YOUR GOAL:
Write out the entries below once more, exactly.

MATERIAL SUPPLIED:

┌──

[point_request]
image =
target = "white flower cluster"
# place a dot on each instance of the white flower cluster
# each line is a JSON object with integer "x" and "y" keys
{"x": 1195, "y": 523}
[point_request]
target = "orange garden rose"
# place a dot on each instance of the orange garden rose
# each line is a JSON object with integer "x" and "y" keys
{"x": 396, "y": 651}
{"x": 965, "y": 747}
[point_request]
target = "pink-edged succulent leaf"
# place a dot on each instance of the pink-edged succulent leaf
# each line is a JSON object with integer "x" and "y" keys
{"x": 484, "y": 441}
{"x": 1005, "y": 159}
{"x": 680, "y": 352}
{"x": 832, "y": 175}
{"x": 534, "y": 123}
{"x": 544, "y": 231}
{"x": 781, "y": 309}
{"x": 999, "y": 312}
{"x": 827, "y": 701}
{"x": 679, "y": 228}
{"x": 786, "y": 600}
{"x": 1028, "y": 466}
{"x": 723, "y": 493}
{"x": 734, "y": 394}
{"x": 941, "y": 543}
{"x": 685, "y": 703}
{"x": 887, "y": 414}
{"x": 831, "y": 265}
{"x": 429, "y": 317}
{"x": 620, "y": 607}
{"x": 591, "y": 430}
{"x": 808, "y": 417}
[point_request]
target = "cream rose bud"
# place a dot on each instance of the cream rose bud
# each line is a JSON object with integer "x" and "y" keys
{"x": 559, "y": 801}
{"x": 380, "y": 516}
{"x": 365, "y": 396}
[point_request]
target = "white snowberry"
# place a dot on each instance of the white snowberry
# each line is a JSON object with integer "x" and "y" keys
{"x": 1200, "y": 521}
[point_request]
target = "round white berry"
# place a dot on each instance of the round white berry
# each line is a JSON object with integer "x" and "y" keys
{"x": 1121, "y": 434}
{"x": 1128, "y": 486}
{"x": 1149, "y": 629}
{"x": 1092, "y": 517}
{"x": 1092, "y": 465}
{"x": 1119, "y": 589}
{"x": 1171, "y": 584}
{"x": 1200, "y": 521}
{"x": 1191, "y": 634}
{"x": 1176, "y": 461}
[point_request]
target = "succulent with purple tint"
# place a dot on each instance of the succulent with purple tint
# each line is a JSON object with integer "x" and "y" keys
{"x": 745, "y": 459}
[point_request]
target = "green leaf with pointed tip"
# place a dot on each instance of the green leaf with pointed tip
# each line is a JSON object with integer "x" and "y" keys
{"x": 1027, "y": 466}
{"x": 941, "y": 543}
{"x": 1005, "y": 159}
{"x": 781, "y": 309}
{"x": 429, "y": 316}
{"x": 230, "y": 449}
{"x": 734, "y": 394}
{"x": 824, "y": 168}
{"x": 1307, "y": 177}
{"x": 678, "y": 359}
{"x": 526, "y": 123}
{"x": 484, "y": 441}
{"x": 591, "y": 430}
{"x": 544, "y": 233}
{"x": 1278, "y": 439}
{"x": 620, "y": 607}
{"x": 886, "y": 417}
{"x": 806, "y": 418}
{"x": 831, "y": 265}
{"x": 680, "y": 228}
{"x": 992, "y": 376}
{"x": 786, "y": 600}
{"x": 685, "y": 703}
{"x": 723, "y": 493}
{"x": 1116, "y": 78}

└──

OUTPUT OF THE EXERCISE:
[point_request]
image =
target = "white flower cluster"
# place a dot on each instance of the white flower cluster
# each line is a JSON object with integer "x" and "y" keys
{"x": 1195, "y": 523}
[point_request]
target = "orange garden rose"
# place a dot on each instance of the orange garden rose
# each line is a JSON object with integer "x" and "y" keys
{"x": 396, "y": 651}
{"x": 965, "y": 747}
[point_request]
target = "pink-edged succulent leaf"
# place a dot on each instance of the pink-edged succulent leaf
# each line is a JSON object with integer "x" and "y" keys
{"x": 484, "y": 441}
{"x": 1005, "y": 159}
{"x": 680, "y": 352}
{"x": 832, "y": 175}
{"x": 534, "y": 123}
{"x": 544, "y": 231}
{"x": 781, "y": 309}
{"x": 999, "y": 312}
{"x": 827, "y": 701}
{"x": 679, "y": 228}
{"x": 786, "y": 600}
{"x": 1028, "y": 466}
{"x": 723, "y": 493}
{"x": 734, "y": 394}
{"x": 941, "y": 543}
{"x": 685, "y": 703}
{"x": 887, "y": 414}
{"x": 831, "y": 265}
{"x": 429, "y": 317}
{"x": 620, "y": 607}
{"x": 591, "y": 430}
{"x": 808, "y": 417}
[point_request]
target = "cream rose bud"
# place a dot on each instance of the cream rose bud
# each line is a JSON object with integer "x" and "y" keys
{"x": 559, "y": 801}
{"x": 380, "y": 516}
{"x": 365, "y": 396}
[point_request]
target = "white snowberry"
# place a dot on each instance of the white snowberry
# each line is a JSON object with integer "x" and "y" keys
{"x": 1200, "y": 521}
[point_request]
target = "round white berry"
# place a dot on each instance of the round white berry
# each line is a JSON object with integer "x" and "y" keys
{"x": 1121, "y": 434}
{"x": 1128, "y": 486}
{"x": 1149, "y": 629}
{"x": 1092, "y": 517}
{"x": 1092, "y": 465}
{"x": 1119, "y": 589}
{"x": 1171, "y": 584}
{"x": 1200, "y": 521}
{"x": 1191, "y": 634}
{"x": 1176, "y": 461}
[point_request]
target = "succulent with purple tint"
# place a dot on each instance of the succulent with purple tint
# each line is a JSON object with integer "x" and "y" keys
{"x": 745, "y": 459}
[point_request]
target = "green leaf with pointed tip"
# place a dot on each instance of the green leaf with pointed tip
# each line is a JSON object with integer "x" and "y" keys
{"x": 1027, "y": 466}
{"x": 941, "y": 543}
{"x": 1005, "y": 159}
{"x": 781, "y": 309}
{"x": 429, "y": 316}
{"x": 230, "y": 449}
{"x": 734, "y": 394}
{"x": 824, "y": 168}
{"x": 1307, "y": 177}
{"x": 678, "y": 359}
{"x": 526, "y": 123}
{"x": 484, "y": 441}
{"x": 591, "y": 430}
{"x": 544, "y": 233}
{"x": 1278, "y": 439}
{"x": 620, "y": 607}
{"x": 886, "y": 417}
{"x": 806, "y": 418}
{"x": 831, "y": 265}
{"x": 680, "y": 228}
{"x": 992, "y": 376}
{"x": 786, "y": 600}
{"x": 685, "y": 703}
{"x": 723, "y": 493}
{"x": 1116, "y": 78}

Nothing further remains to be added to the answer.